PAGE TEXT:
######

The inaugural board of directors for the controversial Islamic cultural center included a businessman linked to an accused spy for Pakistan and an insurance agent later indicted for fraud, The Post has learned.

The seven-member board of Park51 in 2011 included Sharif El-Gamal, the developer who is the leading force behind the plan to build a community center and prayer space on Park Place, and his brother, Sammy El-Gamal.

Board member Shafquat Chaudhary, a 64-year-old Long Island resident, also serves on the board of the Society for International Help. The group is the American arm of a Pakistani-based foundation started by the accused spy, Dr. Zaheer Ahmad, that promotes education and health care in Pakistan.

Chaudhary was also on the board of Ahmad’s Shifa International Hospital in Islamabad, Pakistan. Ahmad was indicted in 2011 with conspiracy to act as an agent of a foreign government without registering. He and accomplice Syed Ghulam Nabi Fai were accused of secretly spending more than $4 million from Pakistan’s spy agency to influence US foreign policy on Kashmir, the Muslim-dominated region between India and Pakistan.

Chaudhary was questioned by FBI agents before Ahmad was arrested, according to the Pro Publica news organization. He maintained he wasn’t involved in any money transfers from Pakistan. Ahmad died of a stroke in Pakistan just days after the Pro Publica story appeared in 2011. Chaudhary refused to answer questions when contacted by The Post.

Ahmad was also rumored to have gone with a nuclear scientist to visit Osama Bin Laden, according to Pro Publica.

######

PROBLEM A: According to the article on the Park51 board, how did Dr. Zaheer Ahmad die?
PROBLEM B: Extend the article on the Park51 board with the paragraphs that would come next.
The listing that follows has no connection to the article on the Park51 board.

Point-per-instance localization data:
######

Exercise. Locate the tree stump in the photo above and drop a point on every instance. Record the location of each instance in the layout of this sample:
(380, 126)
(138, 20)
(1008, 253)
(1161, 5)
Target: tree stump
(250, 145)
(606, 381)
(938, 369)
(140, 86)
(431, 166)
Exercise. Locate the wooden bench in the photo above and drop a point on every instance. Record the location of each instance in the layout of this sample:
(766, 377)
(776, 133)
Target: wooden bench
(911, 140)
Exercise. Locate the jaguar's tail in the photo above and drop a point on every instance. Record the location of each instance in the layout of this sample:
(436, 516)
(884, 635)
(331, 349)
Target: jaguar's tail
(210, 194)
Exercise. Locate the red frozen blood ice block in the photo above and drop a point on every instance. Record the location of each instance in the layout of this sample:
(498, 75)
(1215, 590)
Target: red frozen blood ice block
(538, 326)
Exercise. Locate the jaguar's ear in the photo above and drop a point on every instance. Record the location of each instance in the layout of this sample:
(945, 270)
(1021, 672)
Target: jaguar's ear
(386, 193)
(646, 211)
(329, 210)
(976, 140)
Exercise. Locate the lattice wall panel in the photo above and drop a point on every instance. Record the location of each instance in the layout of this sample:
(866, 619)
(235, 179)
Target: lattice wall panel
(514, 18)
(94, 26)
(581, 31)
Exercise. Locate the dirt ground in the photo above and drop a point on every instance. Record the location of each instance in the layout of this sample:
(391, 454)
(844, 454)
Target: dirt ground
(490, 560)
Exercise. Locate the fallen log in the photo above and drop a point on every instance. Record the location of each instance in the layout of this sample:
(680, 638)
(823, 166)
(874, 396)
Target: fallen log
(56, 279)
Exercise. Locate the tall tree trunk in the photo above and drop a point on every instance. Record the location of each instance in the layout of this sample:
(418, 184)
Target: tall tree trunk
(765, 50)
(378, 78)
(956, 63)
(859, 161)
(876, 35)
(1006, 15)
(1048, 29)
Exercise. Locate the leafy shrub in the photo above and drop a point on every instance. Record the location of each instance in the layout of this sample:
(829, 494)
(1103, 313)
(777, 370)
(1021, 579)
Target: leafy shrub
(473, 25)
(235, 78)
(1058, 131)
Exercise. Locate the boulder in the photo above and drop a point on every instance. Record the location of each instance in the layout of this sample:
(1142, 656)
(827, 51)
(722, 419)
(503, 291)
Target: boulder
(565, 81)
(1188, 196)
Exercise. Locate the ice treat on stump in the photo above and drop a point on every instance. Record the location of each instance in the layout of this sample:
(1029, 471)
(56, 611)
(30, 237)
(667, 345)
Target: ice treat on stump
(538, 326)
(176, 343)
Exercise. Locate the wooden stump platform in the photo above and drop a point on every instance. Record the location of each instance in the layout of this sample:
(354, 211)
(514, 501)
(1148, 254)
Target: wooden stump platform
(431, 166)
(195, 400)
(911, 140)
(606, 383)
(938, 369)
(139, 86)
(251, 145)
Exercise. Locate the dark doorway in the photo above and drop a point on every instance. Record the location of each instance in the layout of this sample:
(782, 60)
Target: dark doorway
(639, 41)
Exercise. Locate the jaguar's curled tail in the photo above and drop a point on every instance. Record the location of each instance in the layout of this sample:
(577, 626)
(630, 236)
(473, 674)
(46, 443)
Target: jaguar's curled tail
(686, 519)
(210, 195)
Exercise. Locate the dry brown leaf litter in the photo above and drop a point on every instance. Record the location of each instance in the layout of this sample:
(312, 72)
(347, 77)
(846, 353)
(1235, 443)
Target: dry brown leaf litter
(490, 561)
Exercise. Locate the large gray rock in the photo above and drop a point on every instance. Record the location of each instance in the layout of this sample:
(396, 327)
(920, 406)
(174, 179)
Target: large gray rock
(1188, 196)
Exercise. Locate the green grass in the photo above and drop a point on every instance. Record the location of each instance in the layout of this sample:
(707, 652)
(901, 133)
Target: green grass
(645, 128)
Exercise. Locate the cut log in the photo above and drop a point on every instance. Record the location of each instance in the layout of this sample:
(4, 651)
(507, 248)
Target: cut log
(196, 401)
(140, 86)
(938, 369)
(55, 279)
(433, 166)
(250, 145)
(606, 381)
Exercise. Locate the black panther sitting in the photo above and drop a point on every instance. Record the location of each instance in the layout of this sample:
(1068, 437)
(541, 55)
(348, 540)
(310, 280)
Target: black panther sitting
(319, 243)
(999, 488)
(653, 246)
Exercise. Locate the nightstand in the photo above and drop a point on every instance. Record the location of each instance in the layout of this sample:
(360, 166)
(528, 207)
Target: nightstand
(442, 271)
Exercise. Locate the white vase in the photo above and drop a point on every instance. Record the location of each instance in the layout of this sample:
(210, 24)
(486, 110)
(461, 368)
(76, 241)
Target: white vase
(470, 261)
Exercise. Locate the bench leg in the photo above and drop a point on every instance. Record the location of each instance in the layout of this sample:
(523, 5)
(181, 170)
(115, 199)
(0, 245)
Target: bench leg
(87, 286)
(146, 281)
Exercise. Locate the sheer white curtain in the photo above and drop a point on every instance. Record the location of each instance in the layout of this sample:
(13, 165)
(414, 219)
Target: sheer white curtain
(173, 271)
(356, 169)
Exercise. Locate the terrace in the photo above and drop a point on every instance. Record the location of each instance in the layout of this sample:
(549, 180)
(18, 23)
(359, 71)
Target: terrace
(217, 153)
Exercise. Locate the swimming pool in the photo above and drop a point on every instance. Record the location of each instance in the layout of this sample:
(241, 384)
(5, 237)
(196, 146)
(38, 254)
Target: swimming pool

######

RESPONSE BOX A: He died of a stroke in Pakistan.

RESPONSE BOX B:
Another Park51 board member Bedis Zormati, 38, was named in July in a nine-count indictment charging him and others with conspiracy, insurance fraud, theft by deception and attempted theft by deception.

Zormati who worked in the insurance industry, is accused of participating in a scheme from 2007 to 2011 to secure life insurance for the other defendants based on false claims, according to the charges filed by the New Jersey Attorney General’s office.

If convicted, he faces a maximum penalty of 10 years in prison plus a fine of up to $150,000 on each of the nine counts.

“We’re actively and aggressively defending the charges,” said Maranda Fritz, Zormati’s lawyer.

Sharif El-Gamal said in a statement that Zormati resigned from the Park51 board in March 2012, and that Chaudhary was “one of this city’s most prominent business leaders.”

Other members of the Park51 board included Nour Mousa, an architect; Firoz Shaikh, an accountant; and Ameena Meer, who heads an advertising agency.

Andrew Douglas, the director of “The Amityville Horror” and Meer’s exhusband, sued her in 2010 claiming that she tricked him for years into thinking he was the father of her child.